---- Dados para processar

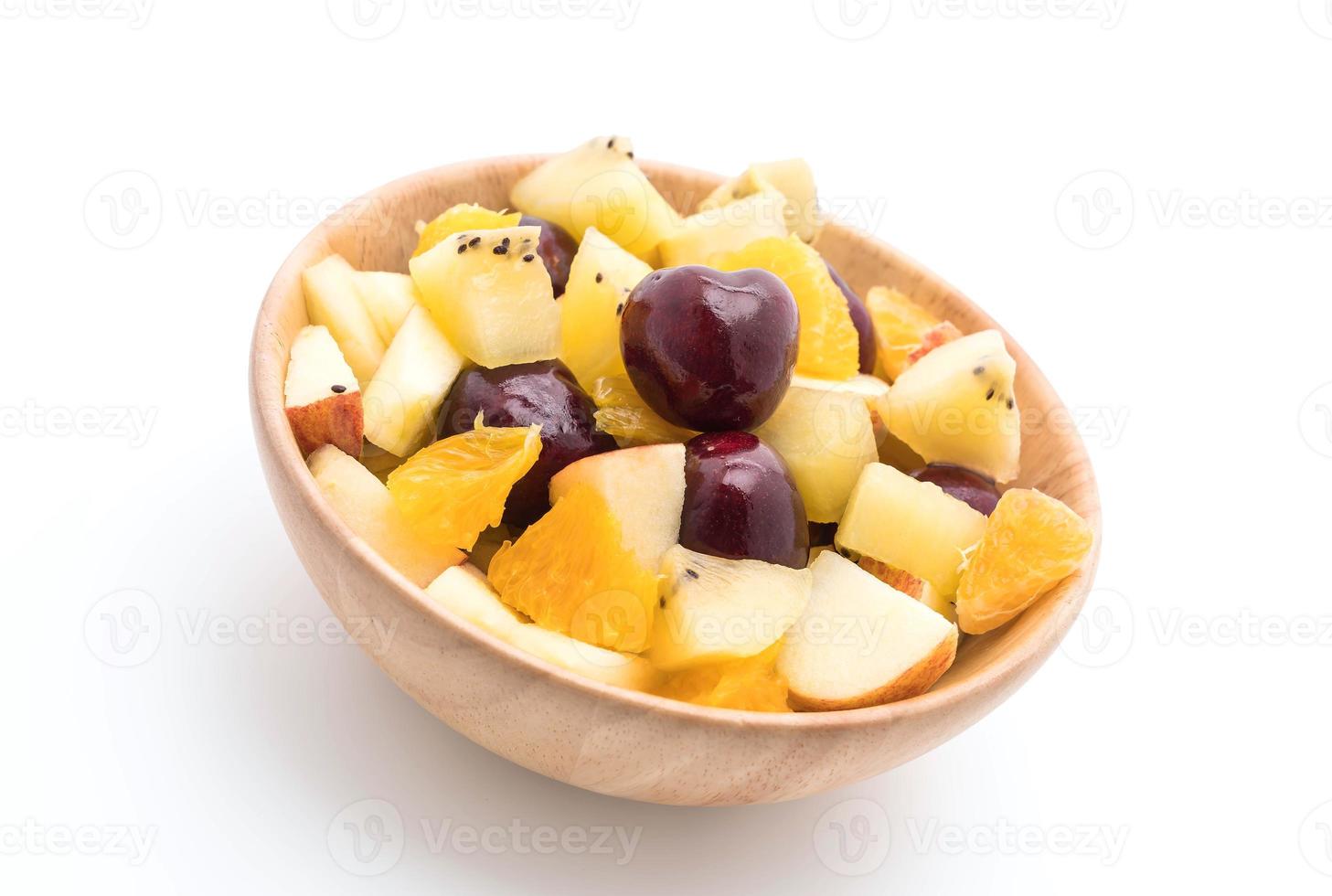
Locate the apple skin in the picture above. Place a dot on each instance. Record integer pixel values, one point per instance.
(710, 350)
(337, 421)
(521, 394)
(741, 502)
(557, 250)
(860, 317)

--------
---- Dados para processar

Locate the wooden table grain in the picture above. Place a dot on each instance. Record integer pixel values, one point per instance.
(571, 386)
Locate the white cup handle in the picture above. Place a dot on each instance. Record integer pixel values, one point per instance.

--------
---- Dados para processar

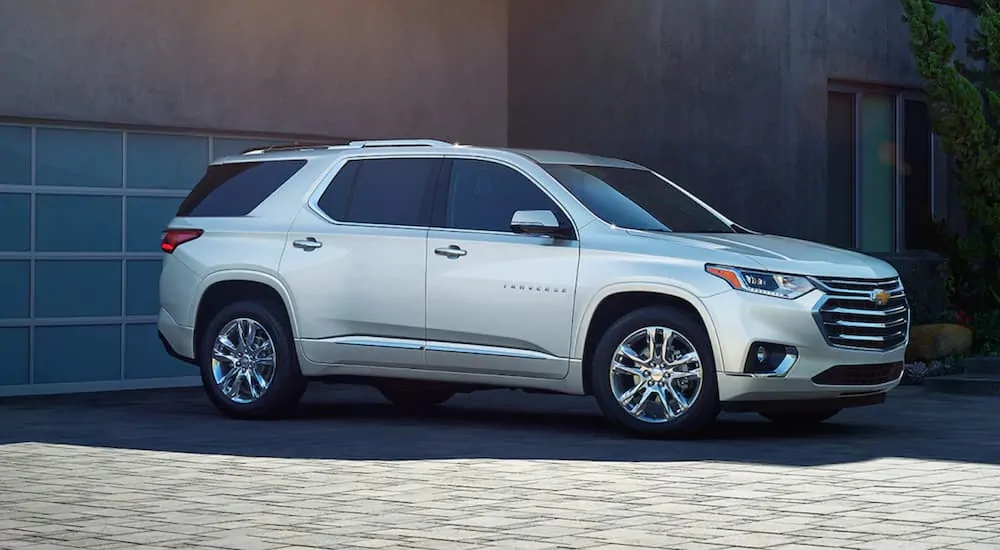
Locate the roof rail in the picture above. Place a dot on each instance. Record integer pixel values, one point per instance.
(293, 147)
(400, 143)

--------

• [Descrição da tarefa]:
Reúna todas as linhas acima que contêm a palavra "Place", diferenciando maiúsculas de minúsculas.

• [Exercício resolvido]:
Locate the apple skin in the picture above. Place a dot on each instance. Record integer pixel values, one point per instance.
Locate the wooden table grain in the picture above. Place a dot on each instance. Record integer pixel values, one point per instance.
Locate the white cup handle in the picture above. Place a dot on each instance. Record integer pixel values, one point per instance.
Locate the roof rail in the picture above. Place a dot on each instance. Record integer pixel values, one point per instance.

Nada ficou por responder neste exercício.